Written problem: Output, word for word, every line from the line with "the white cumulus" through the final line of the data below.

[Coordinate annotation records]
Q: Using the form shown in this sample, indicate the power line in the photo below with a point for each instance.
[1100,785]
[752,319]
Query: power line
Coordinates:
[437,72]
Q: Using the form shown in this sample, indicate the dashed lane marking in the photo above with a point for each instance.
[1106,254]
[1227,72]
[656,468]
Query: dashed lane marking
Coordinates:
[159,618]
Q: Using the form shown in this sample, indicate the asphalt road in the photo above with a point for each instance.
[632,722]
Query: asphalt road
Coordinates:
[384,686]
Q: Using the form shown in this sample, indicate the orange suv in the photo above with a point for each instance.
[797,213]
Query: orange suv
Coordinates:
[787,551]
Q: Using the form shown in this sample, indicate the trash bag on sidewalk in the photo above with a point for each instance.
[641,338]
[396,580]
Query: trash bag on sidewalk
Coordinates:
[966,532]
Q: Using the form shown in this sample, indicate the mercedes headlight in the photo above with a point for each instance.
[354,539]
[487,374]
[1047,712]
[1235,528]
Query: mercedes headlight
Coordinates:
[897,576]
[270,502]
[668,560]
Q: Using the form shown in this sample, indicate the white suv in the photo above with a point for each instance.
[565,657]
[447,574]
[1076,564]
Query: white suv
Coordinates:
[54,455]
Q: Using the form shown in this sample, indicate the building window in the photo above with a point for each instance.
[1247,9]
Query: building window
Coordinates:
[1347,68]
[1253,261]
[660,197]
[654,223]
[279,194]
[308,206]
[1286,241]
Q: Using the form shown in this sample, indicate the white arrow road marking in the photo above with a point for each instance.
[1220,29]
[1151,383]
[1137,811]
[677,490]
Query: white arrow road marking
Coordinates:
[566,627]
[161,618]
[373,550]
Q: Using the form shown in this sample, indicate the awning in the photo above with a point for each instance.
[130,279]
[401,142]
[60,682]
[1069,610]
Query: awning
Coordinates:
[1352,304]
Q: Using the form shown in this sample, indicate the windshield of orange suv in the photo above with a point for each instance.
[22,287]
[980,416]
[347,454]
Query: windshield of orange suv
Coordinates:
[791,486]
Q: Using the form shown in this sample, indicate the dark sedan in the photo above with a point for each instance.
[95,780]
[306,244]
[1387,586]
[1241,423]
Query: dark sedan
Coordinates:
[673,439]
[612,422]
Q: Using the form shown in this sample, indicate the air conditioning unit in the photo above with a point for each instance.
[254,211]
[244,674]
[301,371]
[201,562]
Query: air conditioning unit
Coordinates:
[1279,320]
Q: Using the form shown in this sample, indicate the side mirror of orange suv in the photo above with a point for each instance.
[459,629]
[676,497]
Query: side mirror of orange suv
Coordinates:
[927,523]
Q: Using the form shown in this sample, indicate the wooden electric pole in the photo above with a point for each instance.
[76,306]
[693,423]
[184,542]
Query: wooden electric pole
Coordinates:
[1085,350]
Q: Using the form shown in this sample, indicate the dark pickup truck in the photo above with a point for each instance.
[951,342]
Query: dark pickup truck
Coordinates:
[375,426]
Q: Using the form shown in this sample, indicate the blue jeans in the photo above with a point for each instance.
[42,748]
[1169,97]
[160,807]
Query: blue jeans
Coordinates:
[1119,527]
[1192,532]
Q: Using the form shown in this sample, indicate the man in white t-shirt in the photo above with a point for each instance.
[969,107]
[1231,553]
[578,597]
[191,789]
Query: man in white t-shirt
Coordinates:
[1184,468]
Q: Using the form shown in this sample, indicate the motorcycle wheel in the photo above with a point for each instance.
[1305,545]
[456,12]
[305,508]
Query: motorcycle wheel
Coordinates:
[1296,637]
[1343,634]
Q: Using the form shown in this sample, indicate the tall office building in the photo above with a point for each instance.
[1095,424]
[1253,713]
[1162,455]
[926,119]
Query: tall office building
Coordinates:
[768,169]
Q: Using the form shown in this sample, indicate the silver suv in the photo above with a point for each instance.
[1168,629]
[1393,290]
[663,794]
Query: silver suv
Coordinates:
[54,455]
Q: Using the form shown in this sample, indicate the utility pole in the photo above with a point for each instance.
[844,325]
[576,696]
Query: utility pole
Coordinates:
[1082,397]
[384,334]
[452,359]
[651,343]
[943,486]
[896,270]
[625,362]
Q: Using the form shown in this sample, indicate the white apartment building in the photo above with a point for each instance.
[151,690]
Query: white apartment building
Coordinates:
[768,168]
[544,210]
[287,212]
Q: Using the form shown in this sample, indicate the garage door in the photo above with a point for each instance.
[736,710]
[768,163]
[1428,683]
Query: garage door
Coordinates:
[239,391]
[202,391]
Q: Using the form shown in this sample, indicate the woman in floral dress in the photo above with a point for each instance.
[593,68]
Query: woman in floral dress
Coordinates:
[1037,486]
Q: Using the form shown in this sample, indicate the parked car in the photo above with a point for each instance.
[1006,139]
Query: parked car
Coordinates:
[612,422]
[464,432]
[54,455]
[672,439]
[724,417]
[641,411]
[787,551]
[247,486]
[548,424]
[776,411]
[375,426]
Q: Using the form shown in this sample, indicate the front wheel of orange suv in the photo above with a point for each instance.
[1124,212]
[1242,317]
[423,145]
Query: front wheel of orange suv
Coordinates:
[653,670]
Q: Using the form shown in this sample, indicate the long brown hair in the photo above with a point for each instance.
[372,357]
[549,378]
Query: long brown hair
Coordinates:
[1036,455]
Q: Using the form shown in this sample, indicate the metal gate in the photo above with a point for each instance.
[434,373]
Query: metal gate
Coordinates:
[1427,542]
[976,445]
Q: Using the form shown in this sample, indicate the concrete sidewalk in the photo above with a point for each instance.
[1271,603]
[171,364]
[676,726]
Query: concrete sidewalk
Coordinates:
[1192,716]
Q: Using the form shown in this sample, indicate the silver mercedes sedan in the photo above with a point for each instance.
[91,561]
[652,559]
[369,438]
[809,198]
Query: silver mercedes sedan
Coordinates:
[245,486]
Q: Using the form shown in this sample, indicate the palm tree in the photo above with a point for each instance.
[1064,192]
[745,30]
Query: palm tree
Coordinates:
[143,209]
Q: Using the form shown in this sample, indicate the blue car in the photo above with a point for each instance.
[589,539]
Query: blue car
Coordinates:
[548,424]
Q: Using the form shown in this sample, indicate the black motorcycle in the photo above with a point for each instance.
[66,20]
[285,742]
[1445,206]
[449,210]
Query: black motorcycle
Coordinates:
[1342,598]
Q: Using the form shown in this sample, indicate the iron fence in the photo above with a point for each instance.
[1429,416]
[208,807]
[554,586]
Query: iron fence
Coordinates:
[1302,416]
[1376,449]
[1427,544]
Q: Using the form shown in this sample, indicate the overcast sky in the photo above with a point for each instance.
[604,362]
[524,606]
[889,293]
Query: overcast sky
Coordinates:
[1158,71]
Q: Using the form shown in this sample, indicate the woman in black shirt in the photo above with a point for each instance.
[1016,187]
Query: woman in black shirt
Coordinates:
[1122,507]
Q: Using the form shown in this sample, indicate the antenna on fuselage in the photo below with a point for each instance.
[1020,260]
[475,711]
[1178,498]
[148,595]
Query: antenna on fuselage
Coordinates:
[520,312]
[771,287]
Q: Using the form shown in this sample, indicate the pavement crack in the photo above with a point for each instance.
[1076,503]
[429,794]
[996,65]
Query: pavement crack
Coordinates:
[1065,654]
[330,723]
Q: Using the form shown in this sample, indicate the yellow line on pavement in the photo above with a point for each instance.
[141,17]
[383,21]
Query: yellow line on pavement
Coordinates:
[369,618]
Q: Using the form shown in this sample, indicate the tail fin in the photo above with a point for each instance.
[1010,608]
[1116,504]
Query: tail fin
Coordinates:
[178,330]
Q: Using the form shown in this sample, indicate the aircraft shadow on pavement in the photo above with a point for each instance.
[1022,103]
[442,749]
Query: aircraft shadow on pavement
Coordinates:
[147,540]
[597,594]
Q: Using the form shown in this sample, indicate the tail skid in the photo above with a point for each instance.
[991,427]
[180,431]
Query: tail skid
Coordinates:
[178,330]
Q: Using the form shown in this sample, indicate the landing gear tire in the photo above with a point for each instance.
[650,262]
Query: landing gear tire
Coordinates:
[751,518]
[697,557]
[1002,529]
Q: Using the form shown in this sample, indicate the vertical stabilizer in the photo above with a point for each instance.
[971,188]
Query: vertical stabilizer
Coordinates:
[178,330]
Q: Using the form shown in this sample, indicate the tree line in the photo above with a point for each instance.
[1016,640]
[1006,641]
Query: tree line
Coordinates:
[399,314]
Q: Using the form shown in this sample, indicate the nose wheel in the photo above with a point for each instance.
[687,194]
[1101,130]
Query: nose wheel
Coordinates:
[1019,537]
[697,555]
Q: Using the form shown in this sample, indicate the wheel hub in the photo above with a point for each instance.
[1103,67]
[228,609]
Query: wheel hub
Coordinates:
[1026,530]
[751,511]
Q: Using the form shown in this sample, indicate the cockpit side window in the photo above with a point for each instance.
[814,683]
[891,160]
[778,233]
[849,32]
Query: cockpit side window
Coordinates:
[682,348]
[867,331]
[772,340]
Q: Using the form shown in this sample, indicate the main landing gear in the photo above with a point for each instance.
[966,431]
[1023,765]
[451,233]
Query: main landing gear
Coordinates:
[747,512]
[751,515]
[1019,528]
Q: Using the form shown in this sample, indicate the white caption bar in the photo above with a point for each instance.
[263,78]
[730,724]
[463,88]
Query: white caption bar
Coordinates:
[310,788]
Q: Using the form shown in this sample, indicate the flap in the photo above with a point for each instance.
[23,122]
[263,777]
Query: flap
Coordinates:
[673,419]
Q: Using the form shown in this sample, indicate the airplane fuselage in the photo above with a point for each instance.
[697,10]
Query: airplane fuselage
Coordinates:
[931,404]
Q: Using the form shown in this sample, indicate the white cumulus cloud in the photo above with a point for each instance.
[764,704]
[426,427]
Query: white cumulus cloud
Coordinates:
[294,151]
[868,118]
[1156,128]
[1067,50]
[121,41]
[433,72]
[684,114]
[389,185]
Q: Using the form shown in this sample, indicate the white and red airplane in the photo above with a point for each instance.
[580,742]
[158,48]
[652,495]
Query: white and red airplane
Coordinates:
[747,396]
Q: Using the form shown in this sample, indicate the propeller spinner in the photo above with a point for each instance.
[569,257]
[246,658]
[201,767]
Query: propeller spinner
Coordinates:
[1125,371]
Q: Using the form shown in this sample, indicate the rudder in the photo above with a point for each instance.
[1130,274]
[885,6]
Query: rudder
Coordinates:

Task output:
Q: Using the form shown in this sample, indicate the white cumulus cloud in the photo above with a point for each instance.
[764,704]
[426,427]
Query: white cumulus cloud
Coordinates:
[294,151]
[868,118]
[1156,128]
[1067,50]
[121,41]
[433,72]
[684,114]
[389,185]
Q: Using the form shown in this sample, indicate the white and red airplane in the photo above with a point for each instance.
[580,742]
[158,48]
[652,495]
Query: white and red airplane
Coordinates:
[747,396]
Q: Using the form shown in this sample, indicate the propeller spinner in the photo above with a point for each instance.
[569,257]
[246,658]
[201,767]
Query: propeller spinner
Coordinates:
[1125,371]
Q: Using the form shown in this sample, indicate the rudder in the photo above with a point for each instance.
[1130,274]
[885,6]
Query: rudder
Coordinates:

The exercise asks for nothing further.